### Given text
═══

We articulated the policy behind the prohibition on retroactive ratemaking in Attorney Gen. v. Commissioner of Ins., 370 Mass. 791 , 824 (1976). In that case, we stated: "Rates frequently miss their target for the given year but prove more accurate over the longer term; the public would be disserved by constant tinkering with the rates to meet a tight standard of accuracy in each year. So also yearly adjustments to compensate for adverse experience might blunt efforts to encourage efficient and economical operation by the insurers." The commissioner in this instance is not "tinkering" with a faulty "past rate prediction." Rather, the commissioner, relying on statutory language, is endeavoring to follow the legislative intent to keep the effect of the SDIP program revenue neutral.
The change being proposed by the commissioner here mirrors the action that we approved in Attorney Gen. v. Commissioner of Ins., 403 Mass. 370 (1988). In that case, we concluded that the commissioner's action to adjust the underwriting profit allowance retroactively was permissible because the initial rates charged were in violation of the statutory mandates. In that case, there was a failure to consider certain evidence which meant that the rates were not "adequate and reasonable as required by G. L. c. 175, s. 113B."

═══

### Material provided
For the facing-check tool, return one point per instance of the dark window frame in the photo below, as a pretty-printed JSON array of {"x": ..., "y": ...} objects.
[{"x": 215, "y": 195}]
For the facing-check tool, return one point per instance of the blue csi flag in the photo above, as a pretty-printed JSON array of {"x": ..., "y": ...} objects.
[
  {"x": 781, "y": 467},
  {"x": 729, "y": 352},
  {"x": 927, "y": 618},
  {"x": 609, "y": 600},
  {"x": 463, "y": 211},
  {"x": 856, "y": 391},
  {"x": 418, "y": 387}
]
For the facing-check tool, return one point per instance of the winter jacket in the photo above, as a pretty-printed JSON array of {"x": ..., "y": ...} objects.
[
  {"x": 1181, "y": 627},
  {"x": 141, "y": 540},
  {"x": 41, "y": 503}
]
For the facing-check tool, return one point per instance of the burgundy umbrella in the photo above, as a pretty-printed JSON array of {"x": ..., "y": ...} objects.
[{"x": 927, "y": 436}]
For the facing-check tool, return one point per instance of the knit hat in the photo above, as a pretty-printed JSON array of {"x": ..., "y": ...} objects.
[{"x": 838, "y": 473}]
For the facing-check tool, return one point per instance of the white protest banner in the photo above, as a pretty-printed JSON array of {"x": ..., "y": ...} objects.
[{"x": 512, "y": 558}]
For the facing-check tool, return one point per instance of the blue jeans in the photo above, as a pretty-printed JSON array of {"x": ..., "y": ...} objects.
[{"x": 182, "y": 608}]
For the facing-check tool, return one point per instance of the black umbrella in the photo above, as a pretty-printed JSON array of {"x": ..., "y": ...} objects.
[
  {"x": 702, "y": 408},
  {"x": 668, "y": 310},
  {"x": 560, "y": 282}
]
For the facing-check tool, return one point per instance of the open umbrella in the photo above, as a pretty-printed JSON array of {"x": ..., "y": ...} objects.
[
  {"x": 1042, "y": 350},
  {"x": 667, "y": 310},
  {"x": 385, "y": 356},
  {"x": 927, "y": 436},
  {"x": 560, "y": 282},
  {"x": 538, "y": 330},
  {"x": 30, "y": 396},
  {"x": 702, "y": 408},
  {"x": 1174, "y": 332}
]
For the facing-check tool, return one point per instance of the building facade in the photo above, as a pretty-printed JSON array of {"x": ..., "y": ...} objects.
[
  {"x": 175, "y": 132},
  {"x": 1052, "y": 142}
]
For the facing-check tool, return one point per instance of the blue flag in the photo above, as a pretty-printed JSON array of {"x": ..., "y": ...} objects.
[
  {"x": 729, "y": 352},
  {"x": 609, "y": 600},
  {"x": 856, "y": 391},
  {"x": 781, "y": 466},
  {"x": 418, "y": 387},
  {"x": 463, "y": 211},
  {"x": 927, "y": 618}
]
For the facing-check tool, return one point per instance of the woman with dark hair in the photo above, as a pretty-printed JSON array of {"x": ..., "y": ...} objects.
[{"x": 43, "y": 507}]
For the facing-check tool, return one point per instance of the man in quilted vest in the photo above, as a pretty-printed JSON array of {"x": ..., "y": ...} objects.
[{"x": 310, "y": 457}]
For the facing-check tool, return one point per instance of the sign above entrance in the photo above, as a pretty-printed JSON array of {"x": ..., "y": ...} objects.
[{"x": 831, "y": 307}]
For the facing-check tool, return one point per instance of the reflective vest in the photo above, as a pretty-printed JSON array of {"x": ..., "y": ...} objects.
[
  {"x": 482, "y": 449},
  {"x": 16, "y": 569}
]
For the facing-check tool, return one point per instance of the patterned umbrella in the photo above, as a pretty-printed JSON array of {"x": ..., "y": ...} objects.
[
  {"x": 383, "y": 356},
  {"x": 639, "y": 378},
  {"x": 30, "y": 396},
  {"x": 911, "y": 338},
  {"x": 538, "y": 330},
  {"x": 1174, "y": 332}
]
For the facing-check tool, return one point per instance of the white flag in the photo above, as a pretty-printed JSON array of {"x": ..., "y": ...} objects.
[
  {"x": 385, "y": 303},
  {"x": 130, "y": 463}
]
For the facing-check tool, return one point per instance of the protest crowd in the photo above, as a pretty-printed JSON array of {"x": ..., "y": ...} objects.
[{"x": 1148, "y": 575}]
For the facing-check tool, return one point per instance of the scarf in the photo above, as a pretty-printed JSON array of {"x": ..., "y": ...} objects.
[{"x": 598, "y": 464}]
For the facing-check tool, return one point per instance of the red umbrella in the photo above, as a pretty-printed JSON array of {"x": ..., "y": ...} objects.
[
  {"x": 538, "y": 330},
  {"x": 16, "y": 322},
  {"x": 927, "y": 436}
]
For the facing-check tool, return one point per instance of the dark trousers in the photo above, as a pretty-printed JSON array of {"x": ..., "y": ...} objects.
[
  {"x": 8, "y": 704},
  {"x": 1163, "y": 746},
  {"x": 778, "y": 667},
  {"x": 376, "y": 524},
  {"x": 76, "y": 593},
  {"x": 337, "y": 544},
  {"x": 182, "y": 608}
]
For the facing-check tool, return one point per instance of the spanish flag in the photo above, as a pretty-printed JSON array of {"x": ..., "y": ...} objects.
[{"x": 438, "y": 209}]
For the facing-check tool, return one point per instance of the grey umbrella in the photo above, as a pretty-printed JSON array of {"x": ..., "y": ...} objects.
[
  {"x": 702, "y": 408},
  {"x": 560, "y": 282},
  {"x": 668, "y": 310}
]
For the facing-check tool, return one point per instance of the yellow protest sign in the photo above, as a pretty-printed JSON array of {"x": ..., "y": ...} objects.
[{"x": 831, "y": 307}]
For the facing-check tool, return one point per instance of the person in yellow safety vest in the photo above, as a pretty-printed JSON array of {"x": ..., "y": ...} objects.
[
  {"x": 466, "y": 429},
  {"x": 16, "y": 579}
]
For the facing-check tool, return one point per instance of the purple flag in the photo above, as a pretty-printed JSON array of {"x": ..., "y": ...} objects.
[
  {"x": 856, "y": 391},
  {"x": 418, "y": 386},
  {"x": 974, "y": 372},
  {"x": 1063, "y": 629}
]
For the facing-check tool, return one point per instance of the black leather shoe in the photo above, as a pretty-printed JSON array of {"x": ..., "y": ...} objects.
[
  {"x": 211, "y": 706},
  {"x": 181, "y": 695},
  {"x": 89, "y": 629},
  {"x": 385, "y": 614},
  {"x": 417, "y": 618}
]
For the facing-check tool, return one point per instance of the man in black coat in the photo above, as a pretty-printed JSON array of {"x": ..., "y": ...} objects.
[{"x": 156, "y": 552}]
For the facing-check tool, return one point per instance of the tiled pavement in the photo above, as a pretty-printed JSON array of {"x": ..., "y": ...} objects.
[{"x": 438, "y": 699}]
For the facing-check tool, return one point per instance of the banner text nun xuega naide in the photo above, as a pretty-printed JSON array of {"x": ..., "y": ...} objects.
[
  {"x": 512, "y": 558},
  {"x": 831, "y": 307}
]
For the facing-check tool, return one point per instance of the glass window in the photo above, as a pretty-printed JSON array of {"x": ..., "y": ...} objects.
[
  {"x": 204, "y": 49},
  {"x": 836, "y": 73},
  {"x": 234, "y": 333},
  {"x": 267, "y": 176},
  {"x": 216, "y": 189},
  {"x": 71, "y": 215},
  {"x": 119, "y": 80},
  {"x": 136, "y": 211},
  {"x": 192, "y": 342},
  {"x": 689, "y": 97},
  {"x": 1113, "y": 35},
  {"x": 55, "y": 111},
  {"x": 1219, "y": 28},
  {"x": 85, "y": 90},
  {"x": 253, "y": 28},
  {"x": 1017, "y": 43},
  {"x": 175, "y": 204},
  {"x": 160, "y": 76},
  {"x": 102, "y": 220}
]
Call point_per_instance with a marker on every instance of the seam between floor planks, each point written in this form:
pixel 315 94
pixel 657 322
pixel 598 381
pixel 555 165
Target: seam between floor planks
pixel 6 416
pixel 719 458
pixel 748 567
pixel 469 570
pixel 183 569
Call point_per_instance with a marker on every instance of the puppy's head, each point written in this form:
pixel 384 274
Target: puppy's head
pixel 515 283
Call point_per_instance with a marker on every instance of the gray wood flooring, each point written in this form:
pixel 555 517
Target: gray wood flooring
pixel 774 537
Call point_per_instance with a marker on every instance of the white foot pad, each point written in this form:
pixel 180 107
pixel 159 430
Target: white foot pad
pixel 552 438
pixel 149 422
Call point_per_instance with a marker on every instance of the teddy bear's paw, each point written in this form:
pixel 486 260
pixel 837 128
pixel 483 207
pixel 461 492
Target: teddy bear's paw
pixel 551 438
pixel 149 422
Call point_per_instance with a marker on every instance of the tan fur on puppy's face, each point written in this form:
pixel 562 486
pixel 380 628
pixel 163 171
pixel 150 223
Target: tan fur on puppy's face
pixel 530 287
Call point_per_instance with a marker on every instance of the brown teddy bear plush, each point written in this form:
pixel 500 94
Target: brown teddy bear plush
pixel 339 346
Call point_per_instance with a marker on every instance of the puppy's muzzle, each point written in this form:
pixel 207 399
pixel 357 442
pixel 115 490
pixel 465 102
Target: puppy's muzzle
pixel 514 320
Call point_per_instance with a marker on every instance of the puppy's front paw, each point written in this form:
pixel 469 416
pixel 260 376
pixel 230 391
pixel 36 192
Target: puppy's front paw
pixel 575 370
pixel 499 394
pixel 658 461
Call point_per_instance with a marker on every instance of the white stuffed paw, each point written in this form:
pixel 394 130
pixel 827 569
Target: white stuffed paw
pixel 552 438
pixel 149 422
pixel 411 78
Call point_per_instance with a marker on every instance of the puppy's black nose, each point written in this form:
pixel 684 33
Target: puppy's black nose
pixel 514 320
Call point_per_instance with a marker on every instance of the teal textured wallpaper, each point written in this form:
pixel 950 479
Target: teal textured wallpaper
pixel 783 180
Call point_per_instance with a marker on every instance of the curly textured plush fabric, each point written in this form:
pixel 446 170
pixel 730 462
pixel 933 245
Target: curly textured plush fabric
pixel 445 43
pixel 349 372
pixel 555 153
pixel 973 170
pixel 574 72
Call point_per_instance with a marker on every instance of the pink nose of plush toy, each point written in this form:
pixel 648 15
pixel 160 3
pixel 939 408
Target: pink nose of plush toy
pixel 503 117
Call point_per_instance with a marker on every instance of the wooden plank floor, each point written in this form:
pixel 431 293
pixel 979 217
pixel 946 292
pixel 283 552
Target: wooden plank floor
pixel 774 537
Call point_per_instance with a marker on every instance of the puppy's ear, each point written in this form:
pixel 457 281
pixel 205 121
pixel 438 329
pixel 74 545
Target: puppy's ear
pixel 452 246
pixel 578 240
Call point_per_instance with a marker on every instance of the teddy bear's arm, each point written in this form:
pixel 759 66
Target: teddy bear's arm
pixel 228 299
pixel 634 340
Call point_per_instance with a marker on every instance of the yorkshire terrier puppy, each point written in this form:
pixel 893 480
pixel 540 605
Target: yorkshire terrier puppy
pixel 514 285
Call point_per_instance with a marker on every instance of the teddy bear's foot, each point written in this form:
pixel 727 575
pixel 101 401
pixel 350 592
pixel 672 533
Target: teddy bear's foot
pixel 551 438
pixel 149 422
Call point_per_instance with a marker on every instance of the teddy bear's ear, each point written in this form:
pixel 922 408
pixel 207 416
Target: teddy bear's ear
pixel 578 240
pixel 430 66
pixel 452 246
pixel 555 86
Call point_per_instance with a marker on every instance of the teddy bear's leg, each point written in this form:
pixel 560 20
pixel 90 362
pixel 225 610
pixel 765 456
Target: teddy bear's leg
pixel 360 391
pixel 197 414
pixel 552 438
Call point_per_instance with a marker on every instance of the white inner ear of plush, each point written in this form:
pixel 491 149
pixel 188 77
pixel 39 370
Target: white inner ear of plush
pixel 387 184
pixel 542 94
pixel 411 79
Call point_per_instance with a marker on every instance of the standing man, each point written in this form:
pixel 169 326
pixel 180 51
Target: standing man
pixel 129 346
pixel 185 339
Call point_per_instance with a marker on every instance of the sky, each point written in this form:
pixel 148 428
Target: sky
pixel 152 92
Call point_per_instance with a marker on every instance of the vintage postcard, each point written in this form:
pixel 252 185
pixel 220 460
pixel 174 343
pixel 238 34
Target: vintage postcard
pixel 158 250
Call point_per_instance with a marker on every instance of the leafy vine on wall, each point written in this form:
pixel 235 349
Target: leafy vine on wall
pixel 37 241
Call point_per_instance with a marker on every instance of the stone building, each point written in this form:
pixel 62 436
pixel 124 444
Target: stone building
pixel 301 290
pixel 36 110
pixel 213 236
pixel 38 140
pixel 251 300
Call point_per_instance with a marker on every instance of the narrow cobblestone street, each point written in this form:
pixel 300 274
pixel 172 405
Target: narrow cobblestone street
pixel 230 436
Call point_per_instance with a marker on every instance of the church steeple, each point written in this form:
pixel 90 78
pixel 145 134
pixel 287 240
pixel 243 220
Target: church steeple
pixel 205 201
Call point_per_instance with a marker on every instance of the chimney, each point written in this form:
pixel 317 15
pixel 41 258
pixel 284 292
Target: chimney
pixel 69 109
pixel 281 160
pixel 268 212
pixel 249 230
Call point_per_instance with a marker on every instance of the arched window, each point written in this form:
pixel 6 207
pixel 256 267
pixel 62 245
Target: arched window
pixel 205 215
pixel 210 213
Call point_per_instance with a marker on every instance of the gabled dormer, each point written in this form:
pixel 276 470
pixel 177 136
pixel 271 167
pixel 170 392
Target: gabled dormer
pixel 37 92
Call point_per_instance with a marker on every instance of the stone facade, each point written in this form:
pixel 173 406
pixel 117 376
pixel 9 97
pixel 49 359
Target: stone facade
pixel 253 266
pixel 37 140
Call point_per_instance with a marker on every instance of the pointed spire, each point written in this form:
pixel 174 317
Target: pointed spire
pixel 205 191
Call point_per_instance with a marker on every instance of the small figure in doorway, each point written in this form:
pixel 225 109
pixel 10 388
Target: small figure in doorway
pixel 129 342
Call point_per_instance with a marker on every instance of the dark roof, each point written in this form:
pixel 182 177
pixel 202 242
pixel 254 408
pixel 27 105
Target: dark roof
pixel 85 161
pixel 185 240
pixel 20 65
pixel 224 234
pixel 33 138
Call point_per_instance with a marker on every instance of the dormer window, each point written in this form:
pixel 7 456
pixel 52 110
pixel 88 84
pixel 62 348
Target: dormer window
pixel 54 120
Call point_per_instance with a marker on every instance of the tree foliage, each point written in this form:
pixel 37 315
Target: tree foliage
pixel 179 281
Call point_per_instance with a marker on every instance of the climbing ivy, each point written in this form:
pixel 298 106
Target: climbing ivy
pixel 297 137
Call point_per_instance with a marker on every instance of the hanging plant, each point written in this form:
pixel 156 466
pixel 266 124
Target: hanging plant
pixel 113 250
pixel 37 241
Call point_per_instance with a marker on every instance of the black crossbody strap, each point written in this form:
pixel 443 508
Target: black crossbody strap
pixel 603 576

═══

### Written request
Reproduce the passage on retroactive ratemaking from "We articulated the" up to and including "program revenue neutral.", switching "tinkering" to "adjusting".

### Full solution
We articulated the policy behind the prohibition on retroactive ratemaking in Attorney Gen. v. Commissioner of Ins., 370 Mass. 791 , 824 (1976). In that case, we stated: "Rates frequently miss their target for the given year but prove more accurate over the longer term; the public would be disserved by constant adjusting with the rates to meet a tight standard of accuracy in each year. So also yearly adjustments to compensate for adverse experience might blunt efforts to encourage efficient and economical operation by the insurers." The commissioner in this instance is not "adjusting" with a faulty "past rate prediction." Rather, the commissioner, relying on statutory language, is endeavoring to follow the legislative intent to keep the effect of the SDIP program revenue neutral.